Your task: Give back all of the records underneath exactly, with no omissions.

Records supplied:
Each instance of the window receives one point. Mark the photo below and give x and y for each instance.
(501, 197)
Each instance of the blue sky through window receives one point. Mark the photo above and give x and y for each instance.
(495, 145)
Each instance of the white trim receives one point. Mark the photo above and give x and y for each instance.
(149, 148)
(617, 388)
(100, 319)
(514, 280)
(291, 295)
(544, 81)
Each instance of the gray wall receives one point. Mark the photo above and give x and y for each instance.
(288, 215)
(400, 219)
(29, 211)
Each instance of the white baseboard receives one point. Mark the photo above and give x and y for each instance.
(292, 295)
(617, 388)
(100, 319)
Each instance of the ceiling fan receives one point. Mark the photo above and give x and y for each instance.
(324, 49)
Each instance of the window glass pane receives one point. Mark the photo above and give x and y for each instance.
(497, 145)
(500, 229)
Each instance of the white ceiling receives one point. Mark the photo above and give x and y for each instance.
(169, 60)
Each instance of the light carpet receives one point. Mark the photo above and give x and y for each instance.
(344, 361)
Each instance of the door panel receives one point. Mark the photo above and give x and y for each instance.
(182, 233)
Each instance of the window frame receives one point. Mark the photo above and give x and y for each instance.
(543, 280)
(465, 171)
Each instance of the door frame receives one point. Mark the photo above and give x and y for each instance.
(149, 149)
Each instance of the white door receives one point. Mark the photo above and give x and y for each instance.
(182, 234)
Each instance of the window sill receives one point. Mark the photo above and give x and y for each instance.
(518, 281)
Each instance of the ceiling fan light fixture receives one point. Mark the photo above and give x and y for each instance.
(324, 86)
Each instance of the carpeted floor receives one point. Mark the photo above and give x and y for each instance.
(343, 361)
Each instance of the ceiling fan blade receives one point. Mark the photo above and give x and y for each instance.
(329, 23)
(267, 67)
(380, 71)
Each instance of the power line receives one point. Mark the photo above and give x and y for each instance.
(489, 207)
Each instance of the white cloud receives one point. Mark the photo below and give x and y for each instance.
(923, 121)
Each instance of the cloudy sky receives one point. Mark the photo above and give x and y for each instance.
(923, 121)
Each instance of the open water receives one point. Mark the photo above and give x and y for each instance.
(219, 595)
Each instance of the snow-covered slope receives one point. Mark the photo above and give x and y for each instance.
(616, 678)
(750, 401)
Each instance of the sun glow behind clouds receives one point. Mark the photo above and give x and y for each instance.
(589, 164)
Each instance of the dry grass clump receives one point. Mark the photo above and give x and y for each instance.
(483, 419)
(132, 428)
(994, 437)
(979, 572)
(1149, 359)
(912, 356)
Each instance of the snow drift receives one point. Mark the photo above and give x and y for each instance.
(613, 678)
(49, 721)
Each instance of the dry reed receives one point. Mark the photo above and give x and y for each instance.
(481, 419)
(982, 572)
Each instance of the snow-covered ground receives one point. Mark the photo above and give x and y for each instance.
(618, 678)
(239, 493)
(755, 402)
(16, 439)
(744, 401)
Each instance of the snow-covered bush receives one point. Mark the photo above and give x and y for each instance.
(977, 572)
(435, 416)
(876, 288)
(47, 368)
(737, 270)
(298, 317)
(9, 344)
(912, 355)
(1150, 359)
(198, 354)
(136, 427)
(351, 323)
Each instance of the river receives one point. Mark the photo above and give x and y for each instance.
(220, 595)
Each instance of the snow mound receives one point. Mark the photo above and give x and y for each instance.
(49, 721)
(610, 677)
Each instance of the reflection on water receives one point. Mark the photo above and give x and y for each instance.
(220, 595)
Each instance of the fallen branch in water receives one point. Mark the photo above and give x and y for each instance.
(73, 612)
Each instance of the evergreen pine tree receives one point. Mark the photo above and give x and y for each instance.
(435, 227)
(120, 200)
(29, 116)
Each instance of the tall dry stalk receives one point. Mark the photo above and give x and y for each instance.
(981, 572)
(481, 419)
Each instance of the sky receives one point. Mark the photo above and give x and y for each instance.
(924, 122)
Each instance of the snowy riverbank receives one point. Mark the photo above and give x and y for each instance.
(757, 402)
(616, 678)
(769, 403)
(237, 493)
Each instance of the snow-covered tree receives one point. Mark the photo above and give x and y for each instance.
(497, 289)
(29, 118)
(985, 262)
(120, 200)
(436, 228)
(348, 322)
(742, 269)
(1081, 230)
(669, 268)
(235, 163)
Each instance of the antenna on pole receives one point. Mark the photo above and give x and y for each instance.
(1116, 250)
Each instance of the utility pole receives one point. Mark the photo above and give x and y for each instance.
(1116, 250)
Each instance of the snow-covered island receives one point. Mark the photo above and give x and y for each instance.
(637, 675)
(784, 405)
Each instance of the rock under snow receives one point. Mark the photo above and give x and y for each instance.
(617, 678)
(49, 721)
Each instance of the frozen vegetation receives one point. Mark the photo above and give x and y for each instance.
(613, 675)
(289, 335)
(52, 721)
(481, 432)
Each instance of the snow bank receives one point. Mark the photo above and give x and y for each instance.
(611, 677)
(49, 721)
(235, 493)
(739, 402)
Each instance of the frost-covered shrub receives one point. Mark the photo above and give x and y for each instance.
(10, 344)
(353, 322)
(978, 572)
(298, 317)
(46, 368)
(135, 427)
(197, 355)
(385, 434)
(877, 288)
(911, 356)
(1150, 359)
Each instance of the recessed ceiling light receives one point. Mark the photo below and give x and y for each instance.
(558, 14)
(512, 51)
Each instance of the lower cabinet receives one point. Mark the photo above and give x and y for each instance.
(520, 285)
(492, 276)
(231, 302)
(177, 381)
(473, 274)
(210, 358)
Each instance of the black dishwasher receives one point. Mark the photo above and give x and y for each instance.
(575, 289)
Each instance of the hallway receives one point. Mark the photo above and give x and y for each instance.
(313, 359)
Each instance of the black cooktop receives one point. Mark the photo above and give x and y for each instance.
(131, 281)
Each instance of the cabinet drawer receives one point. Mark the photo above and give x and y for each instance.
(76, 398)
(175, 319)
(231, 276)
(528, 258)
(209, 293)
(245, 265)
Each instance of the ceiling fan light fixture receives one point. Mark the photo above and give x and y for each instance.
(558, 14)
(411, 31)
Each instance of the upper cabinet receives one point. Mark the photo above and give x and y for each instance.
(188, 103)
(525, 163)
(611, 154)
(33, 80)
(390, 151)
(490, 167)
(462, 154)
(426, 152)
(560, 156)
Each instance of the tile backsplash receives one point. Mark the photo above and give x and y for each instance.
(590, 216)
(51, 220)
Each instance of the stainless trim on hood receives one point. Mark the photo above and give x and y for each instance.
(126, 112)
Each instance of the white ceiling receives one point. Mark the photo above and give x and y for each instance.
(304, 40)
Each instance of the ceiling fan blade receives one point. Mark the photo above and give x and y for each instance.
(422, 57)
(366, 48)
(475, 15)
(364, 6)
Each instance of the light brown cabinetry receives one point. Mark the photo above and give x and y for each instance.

Solution to this task:
Each instance of the window receives one point. Mark the photo below and give x and y for each instance.
(501, 197)
Each instance of the blue sky through window receives one point. Mark the photo above and give x and y for each instance.
(495, 145)
Each instance of the white trim receives one point. Mark the photo above and give x and y for each instance.
(149, 148)
(617, 388)
(100, 319)
(514, 280)
(291, 295)
(544, 81)
Each instance of the gray wall receives one point. Mark the photo above and give x and y for each instance.
(288, 215)
(400, 219)
(29, 211)
Each instance of the white baseboard receives one point. Mark the photo above and give x and y for each instance.
(292, 295)
(617, 388)
(100, 319)
Each instance of the ceiling fan receives one point. Mark the photo above and give x and y for each instance.
(324, 49)
Each instance of the window glass pane receives one point. Mark the photo above and give x and y for each instance.
(497, 145)
(500, 229)
Each instance of the white ceiling receives one point. Mark the photo above and give x and y for each instance.
(169, 60)
Each instance of the light carpet receives one point. Mark the photo above and give x and y for each instance.
(344, 361)
Each instance of the door panel receives one point. Mark the photo above and give x and y for each instance.
(182, 233)
Each instance of the window frame receives one point. Mark the photo above and give x and y for each instance.
(543, 280)
(465, 171)
Each instance of the door frame receives one point. Mark the photo above and give x and y for each instance.
(149, 149)
Each instance of the white door receives one point. Mark the photo above and give x and y for each instance.
(182, 234)
Each instance of the window sill receives one point. Mark the photo above and give x and y for each instance.
(518, 281)
Each instance of the ceiling fan light fixture receives one point. Mark the photo above and give x and y for each instance.
(324, 86)
Each instance of the carpeted floor receives one point. Mark the photo above and give x and y for each instance.
(343, 361)
Each instance of the ceiling fan blade receives one point. Mark the photo above and give x and y for each instance.
(329, 23)
(267, 67)
(380, 71)
Each instance of the power line receives one point. Mark the photo above and give x and y for each instance.
(489, 207)
Each instance of the white cloud receives one point. Mark the photo below and give x and y for each instance.
(923, 121)
Each instance of the cloudy sky receives one point. Mark the photo above and give x and y for each instance.
(923, 121)
Each instance of the open water receives one point. Mark the photo above and give x and y for each instance.
(219, 595)
Each instance of the snow-covered slope receives one point. Mark the photo above and give x and y for each instance.
(616, 678)
(750, 401)
Each instance of the sun glow behind clouds receives one point. Mark the photo above and give x and y for each instance.
(589, 164)
Each instance of the dry grass clump receives one point. Mark the photo above and give x and y for each instance.
(483, 419)
(132, 428)
(994, 437)
(979, 572)
(1149, 359)
(912, 356)
Each instance of the snow drift receives one point. Mark the photo above and give x and y for each instance.
(613, 678)
(49, 721)
Each instance of the dry reed receives one point. Mark the photo above and give x and y for each instance.
(481, 419)
(982, 572)
Each instance of the snow-covered ground receives one point. Mark the photo above and give x and y for each instance.
(618, 678)
(239, 493)
(755, 402)
(16, 439)
(744, 401)
Each instance of the snow-covered bush receives one point. Mark the photo above and give x and y for each instance.
(977, 572)
(435, 416)
(876, 288)
(47, 368)
(737, 270)
(298, 317)
(9, 344)
(912, 355)
(1150, 359)
(198, 354)
(136, 427)
(351, 323)
Each instance of the river receives one point. Mark the photo above and give x and y for each instance.
(220, 595)
Each instance of the snow mound receives one point. Mark the photo above and give x and y for each instance.
(49, 721)
(610, 677)
Each instance of the reflection on water receives one point. Mark the photo above and give x and y for each instance.
(220, 595)
Each instance of the fallen branch in water receives one point. Mark the photo above and give x and y for each instance.
(73, 612)
Each instance of the evergreen pine tree receives one point. Mark the photo above and give x and y for each instance.
(435, 227)
(120, 200)
(29, 116)
Each instance of the tall dry stalk receives one point. Mark the photo above and give x and y for each instance.
(981, 572)
(481, 419)
Each instance of the sky receives one point. Mark the photo above and give x and y for each instance.
(924, 122)
Each instance of the snowy riverbank receives one point. Mark the photo above and give x and y for each instance.
(757, 402)
(616, 678)
(769, 403)
(237, 493)
Each instance of the snow-covered tree receives one point. Mark the photo above and give x and y for each instance.
(497, 289)
(29, 118)
(985, 262)
(120, 200)
(436, 228)
(348, 322)
(742, 269)
(1081, 230)
(669, 268)
(235, 163)
Each instance of the antenna on pole receives one point. Mark the photo above and give x and y for each instance.
(1116, 250)
Each instance of the utility pole receives one point. Mark the photo above and give x and y for each instance.
(1116, 250)
Each instance of the snow-covered island receives one point. Mark the photo above and give x and y for each instance.
(637, 675)
(784, 405)
Each instance of the rock under snow receives one point. Mark the photo above and give x and y for each instance.
(617, 678)
(49, 721)
Each instance of the frozen vegetation receives one point. Mark the photo above and give x and y for each instance.
(613, 675)
(289, 335)
(52, 721)
(481, 432)
Each instance of the snow bank receives one point. Mark the photo above and give x and y for each instance.
(611, 677)
(49, 721)
(235, 493)
(739, 402)
Each instance of the frost-covered shrub receives one point. Mark the photo above and give x and y for each instance.
(10, 344)
(353, 322)
(978, 572)
(298, 317)
(46, 368)
(135, 427)
(197, 355)
(385, 434)
(877, 288)
(911, 356)
(1150, 359)
Each instance of the recessed ceiling light receives one point. Mark the photo below and give x and y for each instance.
(558, 14)
(512, 51)
Each instance of the lower cabinet receives one point. Mark the photo above and give x and y for each instance.
(520, 285)
(492, 276)
(231, 302)
(177, 381)
(473, 274)
(210, 358)
Each instance of the black dishwasher receives one point. Mark the photo above and give x and y for each instance.
(575, 289)
Each instance of the hallway receives one point. Mark the photo above and give x and y for each instance.
(313, 359)
Each instance of the black cooktop receives one point. Mark the photo above and give x and y for each instance.
(131, 281)
Each instance of the cabinet drawer receives one point. Mark the photo above and give x and y for each instance.
(76, 398)
(175, 319)
(231, 276)
(528, 258)
(209, 293)
(245, 265)
Each instance of the ceiling fan light fixture receives one point. Mark the photo above and give x and y for each instance.
(558, 14)
(411, 31)
Each instance of the upper cabinet receives one point. Mark the photo above and give x and y for each instance.
(188, 103)
(525, 163)
(611, 154)
(33, 80)
(390, 151)
(490, 167)
(462, 154)
(426, 152)
(560, 156)
Each instance of the tile backsplash receives one point. Mark the photo above and give x and y for each instance.
(590, 216)
(51, 220)
Each instance of the stainless trim on hood receives one point. Mark the photo above and give x and y for each instance.
(126, 112)
Each instance of the white ceiling receives one point. Mark the photo above and give x and y for each instance.
(304, 40)
Each instance of the ceiling fan blade receives one point. Mark the photo above and give x and y for each instance.
(422, 57)
(366, 48)
(475, 15)
(364, 6)
Each instance of the light brown cabinetry receives one point. Mark the photo above and give x and y for each instance.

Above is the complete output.